• _DOCUMENT PASSAGE_:
◆ ◆ ◆ ◆ ◆

Lisa – New Jersey

I had this attitude when I was 18 that my parents couldn’t make me go to church anymore. I was old enough to make my own choices. When I was 22, I started to go back to church on my own. Something started to work in my life.

Then I met my husband in 1990 at the restaurant I worked at. We were dating, and within a few weeks he told me that he was leaving for Croatia. 

I said, “Oh, what’s over there?”

He said, “I’m going to Medjugorje.”

I really became fervent. I stared to pray the Rosary while he was there.

When my husband came back, he brought a bunch of rosary beads, and to this day we’ve given out 13 pairs of rosary beads to couples who have trouble conceiving children who now have children through God’s will.

My life got busy, and my disease of alcoholism took over. I slowly began to drink somewhere in my marriage with four kids and being away from my mom. I had a lot of pressure in my life. My husband was working on Wall Street from 4:30 in the morning until 6:30 at night. 

There were a lot of parties and dinners, a lifestyle that I wasn’t used to but took a liking to.

As my marriage was deteriorating, my drinking picked up gradually, progressively until I got really sick. 

Meanwhile, we always had the kids going to church. They went to Catholic school, but I wasn’t praying the Rosary fervently like I had been. I didn’t really know how to pray. I didn’t really know how to talk to God. It wasn’t like I had a close relationship with Him or even Our Lady. I was more curious. 

When my mom got sick in 2013, it crushed me. 

I was traveling back and forth from New Jersey to Massachusetts every other weekend to help take care of her. She got melanoma. She got cancer. It was really difficult to watch her wither away and die.

After that, my drinking really took off.

In 2015, I blacked out driving. I hit a telephone pole, and I snapped it in half.

My husband was there pounding on the hood of the car, screaming my name because somebody must have told him. It was right around the corner from my house.

After that, I was like, “I need help.” 

A few days before, I had a glass of wine in my hand, and I was looking at the crucifix over the mirror in my bedroom. I was like, “Jesus, help me.”

I don’t know if it was a day or a week later that I hit the telephone pole, but I think that’s what I needed. I needed that to happen.

Once I became willing to get help, all these doors started to open in my life. I did go away to rehab for a good 40 something days by my own choice. God put everybody in the right place at the right time. The help was amazing. 

I started to go back to church every single day. When I started to do that, I started to feel a presence with me. It was so strong. It still is. The presence is still with me wherever I go.

I’ve been sober for six years. 

In 2017, our daughter was studying in Rome, and I said to my husband, “This is it. We’re going to go visit Gabby in Rome, and we’re going to Medjugorje. I’m going over there.”

◆ ◆ ◆ ◆ ◆

• _LISTED RECORDS_:
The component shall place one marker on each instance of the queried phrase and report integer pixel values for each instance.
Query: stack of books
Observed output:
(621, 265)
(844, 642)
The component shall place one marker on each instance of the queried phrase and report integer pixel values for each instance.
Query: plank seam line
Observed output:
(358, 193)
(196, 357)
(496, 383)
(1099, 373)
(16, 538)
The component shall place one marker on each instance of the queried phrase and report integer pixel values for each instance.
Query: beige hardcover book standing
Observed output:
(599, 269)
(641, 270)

◆ ◆ ◆ ◆ ◆

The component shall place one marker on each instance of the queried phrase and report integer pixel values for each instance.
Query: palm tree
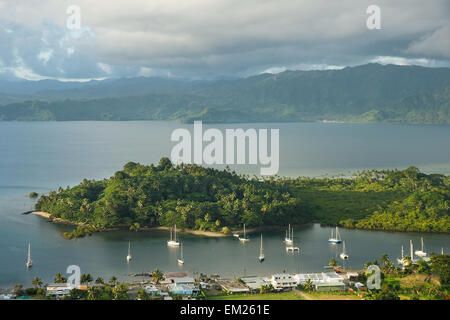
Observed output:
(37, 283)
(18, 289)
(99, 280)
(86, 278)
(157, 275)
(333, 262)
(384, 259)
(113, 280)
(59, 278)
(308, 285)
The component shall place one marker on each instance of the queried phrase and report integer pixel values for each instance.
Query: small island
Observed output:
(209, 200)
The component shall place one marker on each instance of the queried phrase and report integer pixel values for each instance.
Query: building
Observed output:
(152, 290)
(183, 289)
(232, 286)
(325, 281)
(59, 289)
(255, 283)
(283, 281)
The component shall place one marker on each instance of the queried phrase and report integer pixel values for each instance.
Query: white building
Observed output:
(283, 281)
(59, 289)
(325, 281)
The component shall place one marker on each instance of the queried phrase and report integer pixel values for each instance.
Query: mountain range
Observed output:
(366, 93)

◆ ◆ ◆ ◆ ◆

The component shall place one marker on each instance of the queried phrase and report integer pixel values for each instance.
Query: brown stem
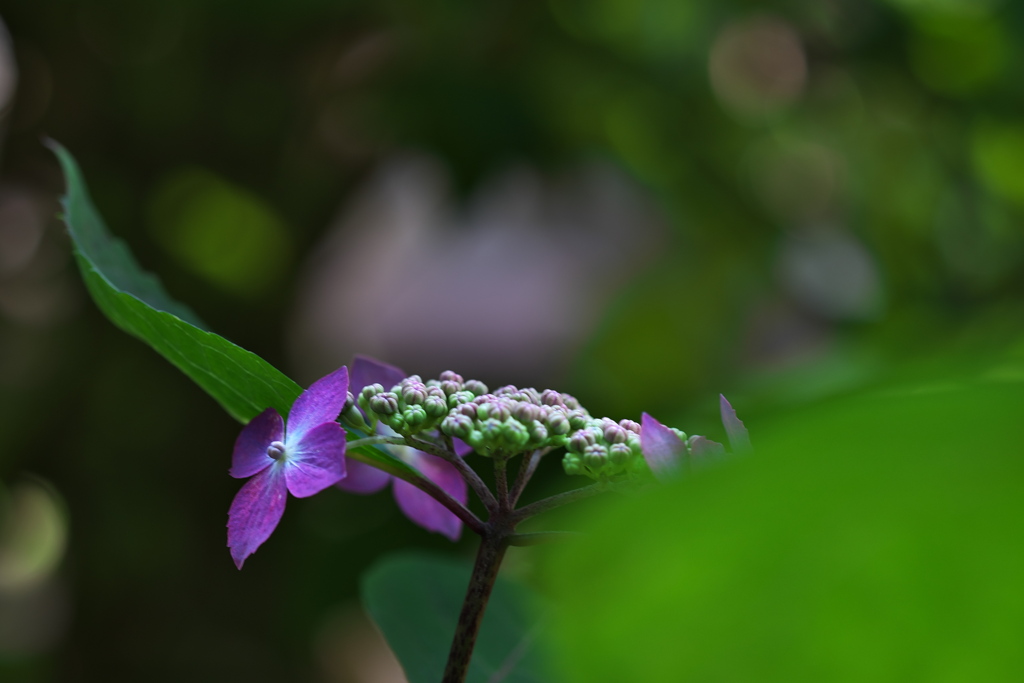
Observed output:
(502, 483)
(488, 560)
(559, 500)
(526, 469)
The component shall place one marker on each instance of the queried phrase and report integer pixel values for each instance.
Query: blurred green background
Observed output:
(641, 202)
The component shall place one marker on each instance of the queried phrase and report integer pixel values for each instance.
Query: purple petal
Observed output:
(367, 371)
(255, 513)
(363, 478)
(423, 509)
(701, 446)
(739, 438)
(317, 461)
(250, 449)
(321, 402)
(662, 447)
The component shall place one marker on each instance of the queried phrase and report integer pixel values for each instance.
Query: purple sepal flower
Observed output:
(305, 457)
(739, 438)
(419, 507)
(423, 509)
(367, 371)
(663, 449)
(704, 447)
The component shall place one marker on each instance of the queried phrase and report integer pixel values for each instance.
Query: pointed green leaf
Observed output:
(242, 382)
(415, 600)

◆ ◆ ◆ ◆ ◆

• _PROBLEMS TO SOLVE_:
1: For each statement, say whether it agrees with the account headed "Lisa – New Jersey," and quote the words from that account that decide it. (a) The narrator met her husband at a restaurant where she worked. (b) The narrator's mother died of a heart condition. (c) The narrator went to rehab because a court required it.
2: According to the account headed "Lisa – New Jersey," how many pairs of rosary beads have been given to couples who had trouble conceiving?

• _RESPONSES BY ITEM NUMBER_:
1:
(a) Yes: "Then I met my husband in 1990 at the restaurant I worked at."
(b) No: "She got melanoma. She got cancer."
(c) No: "I did go away to rehab for a good 40 something days by my own choice."

2: Thirteen pairs.